What is needed →
From the line that includes "Note: mark the white wall" to the last line of the records, inclusive, repeat each line exactly.

════════════════════

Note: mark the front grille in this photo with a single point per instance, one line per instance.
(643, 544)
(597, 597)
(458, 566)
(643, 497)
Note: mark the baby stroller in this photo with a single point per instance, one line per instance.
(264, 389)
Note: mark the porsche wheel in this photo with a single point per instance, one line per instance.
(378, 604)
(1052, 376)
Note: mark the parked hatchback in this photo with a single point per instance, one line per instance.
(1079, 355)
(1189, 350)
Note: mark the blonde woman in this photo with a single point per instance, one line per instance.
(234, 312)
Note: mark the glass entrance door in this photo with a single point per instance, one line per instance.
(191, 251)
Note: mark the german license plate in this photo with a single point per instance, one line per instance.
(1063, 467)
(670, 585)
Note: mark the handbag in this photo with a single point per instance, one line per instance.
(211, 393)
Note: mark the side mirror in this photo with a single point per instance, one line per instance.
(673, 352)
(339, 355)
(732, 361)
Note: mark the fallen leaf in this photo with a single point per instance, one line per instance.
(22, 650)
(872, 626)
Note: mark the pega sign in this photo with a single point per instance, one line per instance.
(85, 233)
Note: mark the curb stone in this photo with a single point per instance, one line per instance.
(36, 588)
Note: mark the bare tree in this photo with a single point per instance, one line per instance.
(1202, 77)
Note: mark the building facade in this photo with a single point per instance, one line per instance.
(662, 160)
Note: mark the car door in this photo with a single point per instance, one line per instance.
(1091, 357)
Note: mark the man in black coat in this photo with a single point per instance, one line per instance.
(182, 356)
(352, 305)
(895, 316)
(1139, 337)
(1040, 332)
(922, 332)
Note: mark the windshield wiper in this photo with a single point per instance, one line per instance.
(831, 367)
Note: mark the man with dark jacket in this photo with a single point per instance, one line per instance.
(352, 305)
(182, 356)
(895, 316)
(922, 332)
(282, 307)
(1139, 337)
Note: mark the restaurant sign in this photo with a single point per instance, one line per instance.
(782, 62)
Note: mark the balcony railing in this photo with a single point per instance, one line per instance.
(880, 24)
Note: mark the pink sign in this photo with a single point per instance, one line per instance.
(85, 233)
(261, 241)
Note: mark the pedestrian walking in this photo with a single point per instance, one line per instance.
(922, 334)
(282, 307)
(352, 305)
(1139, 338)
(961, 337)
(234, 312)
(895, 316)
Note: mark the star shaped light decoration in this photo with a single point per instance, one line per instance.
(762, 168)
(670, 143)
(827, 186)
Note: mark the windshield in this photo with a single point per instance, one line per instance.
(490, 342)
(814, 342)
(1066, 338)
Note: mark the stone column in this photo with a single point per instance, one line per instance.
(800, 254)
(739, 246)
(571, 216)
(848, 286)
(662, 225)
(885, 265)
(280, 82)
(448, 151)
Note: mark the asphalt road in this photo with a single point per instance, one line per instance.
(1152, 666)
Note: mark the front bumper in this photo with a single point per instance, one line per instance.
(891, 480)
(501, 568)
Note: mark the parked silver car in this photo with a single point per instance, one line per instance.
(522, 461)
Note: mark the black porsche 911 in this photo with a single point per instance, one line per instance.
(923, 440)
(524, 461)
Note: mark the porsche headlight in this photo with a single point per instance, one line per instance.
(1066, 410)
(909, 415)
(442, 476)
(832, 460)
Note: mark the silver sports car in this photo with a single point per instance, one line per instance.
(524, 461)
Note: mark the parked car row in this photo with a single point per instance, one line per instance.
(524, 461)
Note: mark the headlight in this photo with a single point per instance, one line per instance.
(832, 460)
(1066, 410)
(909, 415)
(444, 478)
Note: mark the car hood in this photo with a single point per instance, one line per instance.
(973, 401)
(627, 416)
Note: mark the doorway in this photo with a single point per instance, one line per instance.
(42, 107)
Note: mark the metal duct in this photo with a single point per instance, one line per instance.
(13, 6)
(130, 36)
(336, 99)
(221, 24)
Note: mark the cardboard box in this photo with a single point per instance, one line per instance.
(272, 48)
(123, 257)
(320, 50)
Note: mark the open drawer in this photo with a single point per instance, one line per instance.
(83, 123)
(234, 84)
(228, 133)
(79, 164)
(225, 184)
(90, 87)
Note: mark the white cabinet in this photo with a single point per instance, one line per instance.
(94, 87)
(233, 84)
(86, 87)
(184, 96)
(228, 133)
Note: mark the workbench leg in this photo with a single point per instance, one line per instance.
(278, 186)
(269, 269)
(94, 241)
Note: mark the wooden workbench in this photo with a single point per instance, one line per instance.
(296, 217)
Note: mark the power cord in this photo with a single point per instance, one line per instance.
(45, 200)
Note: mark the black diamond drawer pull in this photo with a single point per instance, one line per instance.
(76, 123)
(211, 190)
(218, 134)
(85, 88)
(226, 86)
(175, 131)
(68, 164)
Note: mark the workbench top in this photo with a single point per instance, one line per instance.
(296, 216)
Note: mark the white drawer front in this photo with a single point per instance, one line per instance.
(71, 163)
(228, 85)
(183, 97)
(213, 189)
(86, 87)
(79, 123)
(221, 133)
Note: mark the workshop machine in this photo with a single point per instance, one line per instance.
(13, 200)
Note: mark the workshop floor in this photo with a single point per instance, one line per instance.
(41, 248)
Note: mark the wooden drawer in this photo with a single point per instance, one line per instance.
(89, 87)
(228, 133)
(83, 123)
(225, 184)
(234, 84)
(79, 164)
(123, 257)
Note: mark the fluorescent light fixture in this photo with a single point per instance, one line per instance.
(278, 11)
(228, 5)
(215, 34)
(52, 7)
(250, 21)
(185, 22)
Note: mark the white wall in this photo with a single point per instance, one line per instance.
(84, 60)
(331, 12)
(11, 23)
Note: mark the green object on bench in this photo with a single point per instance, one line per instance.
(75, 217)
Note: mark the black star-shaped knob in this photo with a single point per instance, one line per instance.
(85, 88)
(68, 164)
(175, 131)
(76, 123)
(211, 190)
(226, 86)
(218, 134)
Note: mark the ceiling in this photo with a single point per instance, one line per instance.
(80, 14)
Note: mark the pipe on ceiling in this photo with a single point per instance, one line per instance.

════════════════════

Response to the exercise →
Note: mark the white wall in this photo with a single point per instance, one line per instance.
(84, 60)
(331, 12)
(11, 23)
Note: mark the green object on bench in this photo with a single point per instance, one line per instance.
(75, 217)
Note: mark the black star-shaped knob in this photo with a single point per instance, one line per instance.
(85, 88)
(68, 164)
(175, 131)
(76, 123)
(211, 190)
(226, 86)
(218, 134)
Note: mark the ceiling in this photo with a single point per instance, one line per instance.
(80, 14)
Note: mark the pipe on ceiling in this photo with a single point per instance, one line per instance.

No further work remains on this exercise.